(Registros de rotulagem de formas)
----------------

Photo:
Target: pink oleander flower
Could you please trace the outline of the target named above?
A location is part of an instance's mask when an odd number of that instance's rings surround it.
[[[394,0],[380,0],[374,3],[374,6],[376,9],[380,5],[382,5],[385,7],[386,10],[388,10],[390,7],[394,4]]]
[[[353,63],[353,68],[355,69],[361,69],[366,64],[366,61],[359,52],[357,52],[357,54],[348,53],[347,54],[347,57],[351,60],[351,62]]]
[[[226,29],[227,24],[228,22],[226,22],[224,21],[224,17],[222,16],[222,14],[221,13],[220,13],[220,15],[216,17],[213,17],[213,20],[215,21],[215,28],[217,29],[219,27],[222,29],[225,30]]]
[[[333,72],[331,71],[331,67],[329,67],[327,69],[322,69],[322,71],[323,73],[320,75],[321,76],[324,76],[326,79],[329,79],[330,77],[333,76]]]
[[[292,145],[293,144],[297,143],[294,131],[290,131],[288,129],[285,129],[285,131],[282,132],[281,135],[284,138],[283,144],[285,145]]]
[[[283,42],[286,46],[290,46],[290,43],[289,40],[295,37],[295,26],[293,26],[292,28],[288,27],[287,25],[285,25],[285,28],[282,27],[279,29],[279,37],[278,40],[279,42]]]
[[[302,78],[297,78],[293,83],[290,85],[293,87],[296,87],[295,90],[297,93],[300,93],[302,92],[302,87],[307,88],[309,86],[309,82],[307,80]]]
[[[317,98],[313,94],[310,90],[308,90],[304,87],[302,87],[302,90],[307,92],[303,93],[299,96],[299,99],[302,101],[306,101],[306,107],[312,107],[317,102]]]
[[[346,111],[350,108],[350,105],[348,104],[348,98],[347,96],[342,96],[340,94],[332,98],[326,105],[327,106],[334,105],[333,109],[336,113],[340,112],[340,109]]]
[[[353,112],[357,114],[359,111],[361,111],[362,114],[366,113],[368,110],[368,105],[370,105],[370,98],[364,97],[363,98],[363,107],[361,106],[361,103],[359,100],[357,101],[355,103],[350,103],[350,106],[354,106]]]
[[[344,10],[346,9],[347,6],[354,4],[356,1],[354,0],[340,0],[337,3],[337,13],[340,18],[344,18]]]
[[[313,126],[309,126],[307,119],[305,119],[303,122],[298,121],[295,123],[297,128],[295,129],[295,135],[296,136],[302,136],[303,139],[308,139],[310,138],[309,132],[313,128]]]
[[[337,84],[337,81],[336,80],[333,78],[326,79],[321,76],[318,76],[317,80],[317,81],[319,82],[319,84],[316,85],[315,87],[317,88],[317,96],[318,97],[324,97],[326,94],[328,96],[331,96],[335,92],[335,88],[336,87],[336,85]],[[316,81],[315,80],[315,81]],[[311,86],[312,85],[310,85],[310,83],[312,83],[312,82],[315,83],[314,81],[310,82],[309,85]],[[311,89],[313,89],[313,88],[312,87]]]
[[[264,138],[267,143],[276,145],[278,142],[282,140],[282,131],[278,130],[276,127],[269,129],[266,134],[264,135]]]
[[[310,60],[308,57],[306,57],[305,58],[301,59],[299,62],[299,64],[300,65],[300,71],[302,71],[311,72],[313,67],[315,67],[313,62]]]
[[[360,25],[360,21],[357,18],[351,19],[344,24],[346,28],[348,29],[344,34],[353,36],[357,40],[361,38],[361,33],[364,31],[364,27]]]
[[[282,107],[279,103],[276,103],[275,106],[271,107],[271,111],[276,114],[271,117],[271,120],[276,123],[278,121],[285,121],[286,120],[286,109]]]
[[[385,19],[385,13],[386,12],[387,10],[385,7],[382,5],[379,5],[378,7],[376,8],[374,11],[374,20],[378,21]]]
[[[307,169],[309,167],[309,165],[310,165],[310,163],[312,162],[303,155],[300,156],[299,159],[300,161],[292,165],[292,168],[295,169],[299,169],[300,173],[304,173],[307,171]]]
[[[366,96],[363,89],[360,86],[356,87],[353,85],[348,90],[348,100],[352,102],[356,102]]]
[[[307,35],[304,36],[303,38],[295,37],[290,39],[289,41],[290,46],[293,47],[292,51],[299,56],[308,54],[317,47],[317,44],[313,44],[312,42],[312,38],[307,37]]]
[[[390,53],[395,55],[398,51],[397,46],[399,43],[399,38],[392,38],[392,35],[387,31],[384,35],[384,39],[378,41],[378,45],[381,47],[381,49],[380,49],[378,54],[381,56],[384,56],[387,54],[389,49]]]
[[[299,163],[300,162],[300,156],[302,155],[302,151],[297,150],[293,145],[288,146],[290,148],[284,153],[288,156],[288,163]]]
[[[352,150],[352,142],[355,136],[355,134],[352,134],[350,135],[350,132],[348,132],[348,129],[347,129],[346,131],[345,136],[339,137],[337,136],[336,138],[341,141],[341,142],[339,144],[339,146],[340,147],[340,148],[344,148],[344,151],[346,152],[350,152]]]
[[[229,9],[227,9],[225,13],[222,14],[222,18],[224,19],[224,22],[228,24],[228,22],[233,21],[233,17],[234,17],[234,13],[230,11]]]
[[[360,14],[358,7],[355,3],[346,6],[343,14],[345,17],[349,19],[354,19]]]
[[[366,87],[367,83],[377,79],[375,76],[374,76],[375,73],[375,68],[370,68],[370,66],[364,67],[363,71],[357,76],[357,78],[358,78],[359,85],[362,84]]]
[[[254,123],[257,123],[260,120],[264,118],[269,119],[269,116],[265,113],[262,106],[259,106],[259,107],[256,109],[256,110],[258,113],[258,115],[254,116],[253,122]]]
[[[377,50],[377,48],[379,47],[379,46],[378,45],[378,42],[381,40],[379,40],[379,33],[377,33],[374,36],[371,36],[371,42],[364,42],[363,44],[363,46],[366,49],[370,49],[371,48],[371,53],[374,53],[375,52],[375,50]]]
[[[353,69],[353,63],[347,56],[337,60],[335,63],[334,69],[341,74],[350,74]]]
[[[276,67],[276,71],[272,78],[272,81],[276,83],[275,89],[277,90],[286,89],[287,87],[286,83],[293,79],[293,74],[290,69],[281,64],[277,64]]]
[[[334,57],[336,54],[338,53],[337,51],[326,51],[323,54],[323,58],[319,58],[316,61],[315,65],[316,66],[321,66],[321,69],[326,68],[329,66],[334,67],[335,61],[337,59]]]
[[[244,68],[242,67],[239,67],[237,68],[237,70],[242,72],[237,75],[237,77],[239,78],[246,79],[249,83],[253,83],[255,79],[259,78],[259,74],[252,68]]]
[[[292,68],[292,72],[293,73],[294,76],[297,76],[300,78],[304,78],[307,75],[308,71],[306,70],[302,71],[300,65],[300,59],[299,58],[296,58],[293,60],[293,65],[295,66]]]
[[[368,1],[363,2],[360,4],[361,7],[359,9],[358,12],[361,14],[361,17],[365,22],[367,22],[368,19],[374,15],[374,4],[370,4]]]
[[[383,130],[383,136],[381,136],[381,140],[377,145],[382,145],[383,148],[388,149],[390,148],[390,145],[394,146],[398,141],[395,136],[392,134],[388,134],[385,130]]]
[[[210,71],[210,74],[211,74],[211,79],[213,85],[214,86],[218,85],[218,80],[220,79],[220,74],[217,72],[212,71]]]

----------------

#### O que fazer
Pode transcrever, sem nenhuma alteração, tudo o que vai do início das linhas até a linha que contém "A location is", com as duas extremidades incluídas?

#### Resposta
Photo:
Target: pink oleander flower
Could you please trace the outline of the target named above?
A location is part of an instance's mask when an odd number of that instance's rings surround it.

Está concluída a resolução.